* _Source extract_:
+++++

I cannot comment on the standard, as I have never looked into it, but I am happy to take the hon. Gentleman’s assurances—he is a fellow member of the Environmental Audit Committee. I was talking about exceptions outside the UK. We accept that live transit would continue to be allowed within the UK, but we also need to ensure that decent standards and proper monitoring are in place. The one exception would be across the land border between Northern Ireland and Ireland; I do not think anyone would argue that that should be subject to an export ban.
Once we leave the EU, we will completely lose control over the welfare standards of any animals that go from the UK into southern Ireland. Does the hon. Lady accept that those animals could continue their journey on to Spain or France?
If the hon. Gentleman wants to argue for not having live exports across the border from the north of Ireland to the Republic of Ireland, he is welcome to do so. This goes to a much wider issue that the Government have not yet managed to address: what do we do about the border between the north and the south once we leave the EU? Many people want it to continue in its current form, but the practicalities of leaving should mean that a hard border is established. That is one for the Government and perhaps not one that we in Westminster Hall can grapple with today, but the fact that we need to address the issue of animals being transported between the north and the south ought not to be used as an excuse for not addressing an export ban outside the British Isles.
The difficulty with the hon. Lady’s argument is that we either ban exports or we do not. A ban is a ban, and she is arguing for a ban that is not a ban. As the hon. Member for North Herefordshire (Bill Wiggin) says, once animals are in southern Ireland they can be exported anywhere.
If the right hon. Gentleman is arguing that we need a hard border with Ireland, which will then prevent us from implementing anything else we would desire to see in the relationship between the north and the south, he may do so, but I think we must consider that relationship a special case. We need to look at how many animals would go on in transit. The Minister perhaps can enlighten us on that, but I suspect that it is not a significant number.

+++++

* _Data extract_:
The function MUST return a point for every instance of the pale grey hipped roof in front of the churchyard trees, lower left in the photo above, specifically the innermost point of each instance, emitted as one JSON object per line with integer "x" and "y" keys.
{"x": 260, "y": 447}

+++++

* _Complete the following_:
[1] Answer each question from the debate extract:
(a) Of which committee is the hon. Gentleman described as a fellow member?
(b) Which constituency does Bill Wiggin represent?
(c) Which two countries are named as places the animals could continue their journey to?
[2] Transcribe the portion of the debate extract that begins with the words "If the right" and ends with the words "a significant number.".
The listing is not needed for anything that follows.

* _Answer set_:
[1]
(a) The Environmental Audit Committee
(b) North Herefordshire
(c) Spain and France

[2]
If the right hon. Gentleman is arguing that we need a hard border with Ireland, which will then prevent us from implementing anything else we would desire to see in the relationship between the north and the south, he may do so, but I think we must consider that relationship a special case. We need to look at how many animals would go on in transit. The Minister perhaps can enlighten us on that, but I suspect that it is not a significant number.